## [INPUT RECORDS]

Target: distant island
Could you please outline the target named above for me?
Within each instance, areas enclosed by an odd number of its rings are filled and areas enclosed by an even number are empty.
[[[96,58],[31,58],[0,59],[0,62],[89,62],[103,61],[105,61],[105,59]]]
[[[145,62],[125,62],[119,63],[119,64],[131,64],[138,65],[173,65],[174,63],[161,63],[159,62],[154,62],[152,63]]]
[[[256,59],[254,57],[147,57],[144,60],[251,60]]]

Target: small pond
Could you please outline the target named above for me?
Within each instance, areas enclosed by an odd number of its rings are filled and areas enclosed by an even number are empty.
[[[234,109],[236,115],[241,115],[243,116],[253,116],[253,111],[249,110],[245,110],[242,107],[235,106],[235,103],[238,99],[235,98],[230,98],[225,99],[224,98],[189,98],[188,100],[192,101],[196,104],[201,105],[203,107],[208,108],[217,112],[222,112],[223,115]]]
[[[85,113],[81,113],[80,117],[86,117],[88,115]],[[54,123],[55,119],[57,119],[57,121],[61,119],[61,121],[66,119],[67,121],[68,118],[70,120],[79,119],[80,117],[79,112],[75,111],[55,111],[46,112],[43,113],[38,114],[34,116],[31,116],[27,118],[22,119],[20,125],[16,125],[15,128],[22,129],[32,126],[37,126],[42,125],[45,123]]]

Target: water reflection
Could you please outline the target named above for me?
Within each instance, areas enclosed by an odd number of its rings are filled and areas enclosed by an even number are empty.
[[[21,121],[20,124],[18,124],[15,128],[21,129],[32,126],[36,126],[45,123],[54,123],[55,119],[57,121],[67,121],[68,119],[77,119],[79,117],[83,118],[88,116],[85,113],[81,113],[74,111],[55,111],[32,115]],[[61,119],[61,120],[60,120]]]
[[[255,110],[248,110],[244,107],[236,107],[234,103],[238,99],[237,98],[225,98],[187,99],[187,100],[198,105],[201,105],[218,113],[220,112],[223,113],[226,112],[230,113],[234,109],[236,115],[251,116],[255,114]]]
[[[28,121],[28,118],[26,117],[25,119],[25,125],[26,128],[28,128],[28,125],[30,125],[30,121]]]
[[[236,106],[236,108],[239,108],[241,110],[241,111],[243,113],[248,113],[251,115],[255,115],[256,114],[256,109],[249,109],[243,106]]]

## [PROMPT]
Rewrite the lines running from the one that contains "Target: water reflection" through the end of the items, substituting "trace" for "outline" and keeping everything else unchanged.

## [THE COMPLETED TASK]
Target: water reflection
Could you please trace the target named above for me?
Within each instance, areas enclosed by an odd number of its rings are filled and areas enclosed by an even number are empty.
[[[21,121],[20,124],[18,124],[15,128],[21,129],[32,126],[36,126],[45,123],[54,123],[55,119],[57,121],[67,121],[68,119],[77,119],[79,117],[83,118],[88,116],[85,113],[81,113],[74,111],[55,111],[32,115]],[[61,119],[61,120],[60,120]]]
[[[255,110],[248,110],[244,107],[236,107],[234,103],[238,99],[237,98],[225,98],[187,99],[187,100],[198,105],[201,105],[218,113],[220,112],[223,113],[226,112],[230,113],[234,109],[236,115],[251,116],[255,114]]]
[[[28,121],[28,118],[26,117],[25,119],[25,125],[26,128],[28,128],[28,125],[30,125],[30,121]]]
[[[236,106],[236,108],[239,108],[241,110],[241,111],[243,113],[248,113],[251,115],[255,115],[256,114],[256,109],[249,109],[243,106]]]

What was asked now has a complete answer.